(Referring expression grounding data)
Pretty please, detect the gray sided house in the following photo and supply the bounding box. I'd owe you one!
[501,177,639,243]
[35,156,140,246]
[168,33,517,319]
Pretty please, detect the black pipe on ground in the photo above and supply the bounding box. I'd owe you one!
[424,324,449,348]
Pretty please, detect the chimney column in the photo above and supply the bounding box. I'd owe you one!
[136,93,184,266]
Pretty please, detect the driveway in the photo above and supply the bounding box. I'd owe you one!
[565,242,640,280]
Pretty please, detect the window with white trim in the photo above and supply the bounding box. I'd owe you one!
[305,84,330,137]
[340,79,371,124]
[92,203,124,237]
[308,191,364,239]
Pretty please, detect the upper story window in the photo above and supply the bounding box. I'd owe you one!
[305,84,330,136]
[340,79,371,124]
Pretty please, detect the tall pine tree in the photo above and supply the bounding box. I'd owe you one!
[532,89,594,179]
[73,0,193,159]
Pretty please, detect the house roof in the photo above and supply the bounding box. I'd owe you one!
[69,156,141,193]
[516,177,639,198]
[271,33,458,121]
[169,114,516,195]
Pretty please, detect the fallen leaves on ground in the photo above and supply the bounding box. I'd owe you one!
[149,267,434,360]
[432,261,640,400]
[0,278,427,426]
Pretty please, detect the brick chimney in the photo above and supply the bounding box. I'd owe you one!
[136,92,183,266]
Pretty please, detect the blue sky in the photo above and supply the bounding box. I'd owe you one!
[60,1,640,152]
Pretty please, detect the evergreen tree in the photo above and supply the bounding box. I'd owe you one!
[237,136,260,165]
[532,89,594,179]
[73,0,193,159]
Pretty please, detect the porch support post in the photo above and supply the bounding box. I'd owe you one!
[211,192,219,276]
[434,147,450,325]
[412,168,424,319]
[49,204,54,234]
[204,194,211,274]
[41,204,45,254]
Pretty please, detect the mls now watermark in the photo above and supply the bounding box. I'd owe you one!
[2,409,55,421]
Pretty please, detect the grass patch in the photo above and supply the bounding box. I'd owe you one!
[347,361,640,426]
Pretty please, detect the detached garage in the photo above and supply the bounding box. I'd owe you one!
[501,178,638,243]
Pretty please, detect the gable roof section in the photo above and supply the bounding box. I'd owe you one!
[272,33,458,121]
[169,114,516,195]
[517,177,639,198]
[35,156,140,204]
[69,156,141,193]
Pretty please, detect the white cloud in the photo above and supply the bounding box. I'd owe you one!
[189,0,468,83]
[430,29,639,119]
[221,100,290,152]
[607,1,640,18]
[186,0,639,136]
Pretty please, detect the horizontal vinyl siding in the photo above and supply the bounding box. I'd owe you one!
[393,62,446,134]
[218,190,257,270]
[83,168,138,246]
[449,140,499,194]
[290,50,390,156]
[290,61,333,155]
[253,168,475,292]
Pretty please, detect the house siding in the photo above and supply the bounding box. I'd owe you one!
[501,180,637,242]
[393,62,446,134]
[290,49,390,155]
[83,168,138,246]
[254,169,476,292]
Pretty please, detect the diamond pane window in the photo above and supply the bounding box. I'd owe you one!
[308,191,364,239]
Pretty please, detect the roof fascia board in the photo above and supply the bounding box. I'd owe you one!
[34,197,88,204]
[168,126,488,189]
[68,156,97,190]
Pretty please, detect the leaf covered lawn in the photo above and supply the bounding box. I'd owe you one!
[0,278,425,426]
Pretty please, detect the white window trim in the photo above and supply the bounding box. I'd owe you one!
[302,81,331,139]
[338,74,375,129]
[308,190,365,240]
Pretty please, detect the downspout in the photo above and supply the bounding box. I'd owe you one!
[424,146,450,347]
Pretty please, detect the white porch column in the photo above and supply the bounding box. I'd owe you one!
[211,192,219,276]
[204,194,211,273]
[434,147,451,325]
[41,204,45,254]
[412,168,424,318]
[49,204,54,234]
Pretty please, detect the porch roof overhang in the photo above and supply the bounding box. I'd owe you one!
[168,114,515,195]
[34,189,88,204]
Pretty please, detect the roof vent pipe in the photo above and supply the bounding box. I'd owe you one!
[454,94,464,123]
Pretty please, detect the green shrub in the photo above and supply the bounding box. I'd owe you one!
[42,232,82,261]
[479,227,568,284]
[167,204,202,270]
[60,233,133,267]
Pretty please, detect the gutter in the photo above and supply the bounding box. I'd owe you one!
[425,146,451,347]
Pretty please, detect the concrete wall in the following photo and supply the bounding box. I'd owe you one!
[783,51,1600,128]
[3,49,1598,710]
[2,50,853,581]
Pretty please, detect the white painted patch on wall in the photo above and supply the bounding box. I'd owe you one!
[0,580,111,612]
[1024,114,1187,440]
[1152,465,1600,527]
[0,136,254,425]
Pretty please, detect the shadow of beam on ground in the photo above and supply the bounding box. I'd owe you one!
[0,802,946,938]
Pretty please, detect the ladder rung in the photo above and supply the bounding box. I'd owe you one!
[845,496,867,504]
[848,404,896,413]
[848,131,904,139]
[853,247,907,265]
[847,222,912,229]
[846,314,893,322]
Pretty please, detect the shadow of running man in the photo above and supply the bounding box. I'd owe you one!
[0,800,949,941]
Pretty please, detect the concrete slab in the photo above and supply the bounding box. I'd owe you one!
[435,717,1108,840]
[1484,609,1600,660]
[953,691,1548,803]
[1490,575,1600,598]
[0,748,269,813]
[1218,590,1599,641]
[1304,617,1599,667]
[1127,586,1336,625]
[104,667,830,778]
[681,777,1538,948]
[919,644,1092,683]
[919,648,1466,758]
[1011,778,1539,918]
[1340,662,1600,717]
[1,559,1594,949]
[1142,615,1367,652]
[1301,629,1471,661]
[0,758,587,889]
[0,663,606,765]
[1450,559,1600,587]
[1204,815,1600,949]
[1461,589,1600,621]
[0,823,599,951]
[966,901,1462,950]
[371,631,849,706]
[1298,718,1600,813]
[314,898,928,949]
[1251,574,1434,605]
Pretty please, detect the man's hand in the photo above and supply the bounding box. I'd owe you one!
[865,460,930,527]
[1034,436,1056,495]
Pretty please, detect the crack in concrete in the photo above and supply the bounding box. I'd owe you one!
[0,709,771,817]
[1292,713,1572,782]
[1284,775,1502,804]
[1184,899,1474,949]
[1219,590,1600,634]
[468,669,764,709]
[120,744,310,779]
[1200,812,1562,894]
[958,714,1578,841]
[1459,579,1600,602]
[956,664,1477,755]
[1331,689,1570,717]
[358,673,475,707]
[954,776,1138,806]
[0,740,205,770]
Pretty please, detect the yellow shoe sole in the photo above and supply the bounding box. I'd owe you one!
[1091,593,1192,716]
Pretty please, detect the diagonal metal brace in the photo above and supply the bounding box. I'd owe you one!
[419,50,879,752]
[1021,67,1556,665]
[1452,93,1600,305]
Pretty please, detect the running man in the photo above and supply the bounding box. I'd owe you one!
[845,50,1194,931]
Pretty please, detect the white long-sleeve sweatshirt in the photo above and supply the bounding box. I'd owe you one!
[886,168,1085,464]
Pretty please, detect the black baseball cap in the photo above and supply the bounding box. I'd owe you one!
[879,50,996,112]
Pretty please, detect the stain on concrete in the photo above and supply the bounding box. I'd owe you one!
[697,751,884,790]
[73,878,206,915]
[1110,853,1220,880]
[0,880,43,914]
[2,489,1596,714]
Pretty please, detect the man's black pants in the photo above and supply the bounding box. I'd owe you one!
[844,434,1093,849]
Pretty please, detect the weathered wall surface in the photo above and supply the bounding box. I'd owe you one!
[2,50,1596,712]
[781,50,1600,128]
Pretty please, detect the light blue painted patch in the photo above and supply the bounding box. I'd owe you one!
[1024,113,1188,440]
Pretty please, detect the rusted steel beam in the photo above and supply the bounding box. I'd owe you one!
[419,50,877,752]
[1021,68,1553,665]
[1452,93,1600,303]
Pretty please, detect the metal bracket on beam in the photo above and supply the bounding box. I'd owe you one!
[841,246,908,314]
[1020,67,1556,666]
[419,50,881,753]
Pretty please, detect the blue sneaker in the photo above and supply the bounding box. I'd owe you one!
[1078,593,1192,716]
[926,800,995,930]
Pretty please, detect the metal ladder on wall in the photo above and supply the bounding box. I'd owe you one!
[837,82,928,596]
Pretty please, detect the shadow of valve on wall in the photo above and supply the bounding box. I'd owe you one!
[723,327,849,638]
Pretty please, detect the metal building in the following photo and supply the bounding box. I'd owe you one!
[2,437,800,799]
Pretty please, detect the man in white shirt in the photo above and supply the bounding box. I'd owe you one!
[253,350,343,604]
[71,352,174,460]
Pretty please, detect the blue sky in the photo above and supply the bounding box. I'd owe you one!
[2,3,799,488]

● **PROBLEM**: Once you find the line containing "Pretty please, detect the metal ladder", copy it and every line after it through the end of the records, exactly as they stand.

● **ANSWER TO THIS TASK**:
Pretty please, detect the metal ladder on wall in the photo above and supply the bounding box. I'd owe you one!
[837,82,928,596]
Pretty please, detect the shadow of valve on wall in the photo above and supply the bounding box. I'd owe you one!
[723,327,849,638]
Pretty please, detect the metal building in the following photo and supply the bounding box. I'd owe you one!
[2,437,800,799]
Pretty please, detect the man in white shirt in the photo above and supply the bounding box. I'd owe you one!
[253,350,343,604]
[71,352,174,460]
Pretty please, detect the blue sky in the photo above and supply the bounding box. I'd owe you one!
[2,3,799,488]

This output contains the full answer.